Today I realized that I have forgotten what normal feels like. Almost 13 years ago God blessed us with the very special gift of our son, Sweet G. He is a gift that I feel like God miraculously handed down from heaven and placed in our lives. It's a fairy tale story of a family of three wishing to become a family of four and who suddenly in the twinkling of an eye have their dream handed to them. If you have never read the story of G's adoption you should. It is a wonderful story of God's love and grace.
I feel like I have raised two only children. T was an only child for almost 12 years before Sweet G came along and Sweet G became an only child of sorts when T left for college 6 years ago. They are as different as daylight and dark in many ways. One strong willed and stubborn, one calm and happy go lucky, but both very much adored by their Mom.
With T we played hide and seek, chase, built forts, climbed trees and hiked through the woods. G has never done one of those things. G and I watch videos, sing karaoke, research assassinated presidents, and play trivia games on the iPad. T was a typically developed child and G has Cerebral Palsy, learning disabilities and developmental delays. We have spent time with therapists in and out of our lives, worked on standing, walking, and dressing skills instead of going to the park, playing and doing all the things kids do.
Life with G is just different. There are so many things he can do and we have adapted our lives in such a way that I honestly forget what all he misses out on until some random thing comes up out of the blue and reminds me that we aren't living a normal life! It has simply become normal for us.

### Entries supplied
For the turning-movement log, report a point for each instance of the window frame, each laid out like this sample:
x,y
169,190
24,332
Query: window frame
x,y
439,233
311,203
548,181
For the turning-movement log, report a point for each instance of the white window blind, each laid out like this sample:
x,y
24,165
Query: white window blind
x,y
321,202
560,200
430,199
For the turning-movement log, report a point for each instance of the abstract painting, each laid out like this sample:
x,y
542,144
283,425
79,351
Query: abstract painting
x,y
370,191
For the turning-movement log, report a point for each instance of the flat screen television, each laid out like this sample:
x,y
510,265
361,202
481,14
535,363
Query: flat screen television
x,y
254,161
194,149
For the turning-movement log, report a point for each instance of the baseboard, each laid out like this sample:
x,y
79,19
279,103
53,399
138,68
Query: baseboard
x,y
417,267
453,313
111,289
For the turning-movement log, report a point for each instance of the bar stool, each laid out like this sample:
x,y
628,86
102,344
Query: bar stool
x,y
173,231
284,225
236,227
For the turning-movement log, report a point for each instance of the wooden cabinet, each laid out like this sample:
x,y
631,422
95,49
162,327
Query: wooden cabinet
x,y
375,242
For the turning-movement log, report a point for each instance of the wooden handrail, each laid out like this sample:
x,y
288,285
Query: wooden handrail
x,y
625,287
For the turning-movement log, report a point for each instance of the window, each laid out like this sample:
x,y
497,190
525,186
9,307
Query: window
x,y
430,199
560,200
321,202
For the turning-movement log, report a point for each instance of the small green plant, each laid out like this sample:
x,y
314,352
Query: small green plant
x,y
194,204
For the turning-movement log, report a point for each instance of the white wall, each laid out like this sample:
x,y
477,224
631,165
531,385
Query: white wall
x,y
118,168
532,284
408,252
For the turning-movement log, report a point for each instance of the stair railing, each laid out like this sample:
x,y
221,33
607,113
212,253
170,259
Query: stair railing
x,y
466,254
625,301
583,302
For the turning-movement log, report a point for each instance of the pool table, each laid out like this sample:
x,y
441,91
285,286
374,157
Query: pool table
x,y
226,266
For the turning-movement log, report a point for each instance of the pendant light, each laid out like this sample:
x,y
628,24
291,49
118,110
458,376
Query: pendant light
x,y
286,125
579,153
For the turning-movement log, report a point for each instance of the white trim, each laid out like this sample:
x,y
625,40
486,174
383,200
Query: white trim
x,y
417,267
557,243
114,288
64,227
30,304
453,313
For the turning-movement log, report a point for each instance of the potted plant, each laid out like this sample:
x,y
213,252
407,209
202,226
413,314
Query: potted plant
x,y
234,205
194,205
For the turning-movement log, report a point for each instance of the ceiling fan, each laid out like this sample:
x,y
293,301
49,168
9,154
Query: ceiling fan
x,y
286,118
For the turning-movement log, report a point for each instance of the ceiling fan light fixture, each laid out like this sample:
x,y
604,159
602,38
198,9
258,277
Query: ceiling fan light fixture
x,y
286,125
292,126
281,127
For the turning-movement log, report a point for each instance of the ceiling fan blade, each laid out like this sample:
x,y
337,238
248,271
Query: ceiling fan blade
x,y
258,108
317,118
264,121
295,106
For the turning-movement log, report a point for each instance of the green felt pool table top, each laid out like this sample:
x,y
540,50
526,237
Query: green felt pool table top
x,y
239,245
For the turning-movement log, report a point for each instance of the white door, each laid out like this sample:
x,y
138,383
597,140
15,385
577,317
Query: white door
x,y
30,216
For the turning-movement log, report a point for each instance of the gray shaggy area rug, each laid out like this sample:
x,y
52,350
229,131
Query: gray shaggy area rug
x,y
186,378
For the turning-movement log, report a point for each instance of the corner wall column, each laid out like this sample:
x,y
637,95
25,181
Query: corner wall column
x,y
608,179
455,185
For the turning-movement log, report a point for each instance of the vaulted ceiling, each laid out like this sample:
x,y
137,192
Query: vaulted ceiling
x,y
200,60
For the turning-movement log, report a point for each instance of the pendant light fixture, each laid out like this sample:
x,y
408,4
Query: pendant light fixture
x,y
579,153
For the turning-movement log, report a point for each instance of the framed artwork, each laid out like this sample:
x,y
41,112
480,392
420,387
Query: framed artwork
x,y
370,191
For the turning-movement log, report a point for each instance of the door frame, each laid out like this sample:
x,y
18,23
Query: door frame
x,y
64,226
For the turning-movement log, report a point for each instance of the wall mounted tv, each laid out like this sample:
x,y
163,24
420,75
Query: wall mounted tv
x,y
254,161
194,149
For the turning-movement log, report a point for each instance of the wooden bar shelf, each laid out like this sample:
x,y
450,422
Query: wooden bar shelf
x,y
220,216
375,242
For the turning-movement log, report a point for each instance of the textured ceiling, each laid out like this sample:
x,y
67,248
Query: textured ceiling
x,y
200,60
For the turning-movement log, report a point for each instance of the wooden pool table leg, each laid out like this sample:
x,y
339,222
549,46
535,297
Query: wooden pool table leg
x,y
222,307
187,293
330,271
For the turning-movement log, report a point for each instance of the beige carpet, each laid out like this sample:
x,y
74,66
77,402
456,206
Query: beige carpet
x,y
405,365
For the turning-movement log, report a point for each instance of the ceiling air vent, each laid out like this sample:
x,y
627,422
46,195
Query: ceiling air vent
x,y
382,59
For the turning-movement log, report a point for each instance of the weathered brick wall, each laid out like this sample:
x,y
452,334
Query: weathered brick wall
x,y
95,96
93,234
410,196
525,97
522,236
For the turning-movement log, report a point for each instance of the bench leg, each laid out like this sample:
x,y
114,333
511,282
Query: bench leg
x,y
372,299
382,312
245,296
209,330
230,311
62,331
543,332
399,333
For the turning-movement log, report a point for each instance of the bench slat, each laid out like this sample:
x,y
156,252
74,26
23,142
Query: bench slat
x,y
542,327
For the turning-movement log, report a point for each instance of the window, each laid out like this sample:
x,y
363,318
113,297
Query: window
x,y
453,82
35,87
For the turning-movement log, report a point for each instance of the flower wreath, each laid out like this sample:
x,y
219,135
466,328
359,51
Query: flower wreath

### What to do
**a.** In the post about life with Sweet G, condense the paragraph beginning "With T we played" into a short bulleted list that keeps its main facts.
**b.** Carry on the post about life with Sweet G, starting right after its final sentence.

### Expected responses
**a.**
- With T: hide and seek, chase, building forts, climbing trees, hiking through the woods; G has done none of these.
- With G: videos, karaoke, researching assassinated presidents, trivia games on the iPad.
- T developed typically; G has Cerebral Palsy, learning disabilities and developmental delays.
- Instead of the park and play, time with G has gone to therapists and to working on standing, walking and dressing skills.

**b.**
Today was one of those surprising days that slipped up on me and took my breath away. We arrived home from church to find the children across the street raking up a huge pile of leaves in their front yard so they could jump in it. Such a normal childhood thing to do. My very busy hubby offered to pay the kids to rake our front yard. The kids were so excited! By the way, the sweetest kids in the world live across the street from me! : ) They offered to do it for free (I told you they are perfect kids)...but my husband insisted on paying them. So the three of them hop over to our house and what they were doing for fun has become a way to make money.
Sweet G could hear them outside laughing and talking as they happily raked our yard and he asked if he could go outside with them. I thought it was a great opportunity for him to spend time with his peers so we rolled him outside and gave him a small rake I use in my flower bed. He loved being able to help and made the comment when we came inside, "I didn't know a handicapped kid could rake leaves!"
Wow...that statement took me by surprise and made me realize we are not normal! We don't do what typical families do. We somehow manage to forget that fact in the busyness of living "our normal" of stretching, massaging, dressing, toileting, making his bed, cutting his food, helping him do...everything. We have let our child learn helplessness and that is something we are now working on overcoming.
Tomorrow we will oil, massage, stretch, dress, toilet, bathe, and help in so many ways but today for just a little while I had a glimpse of normal and it sure was wonderful.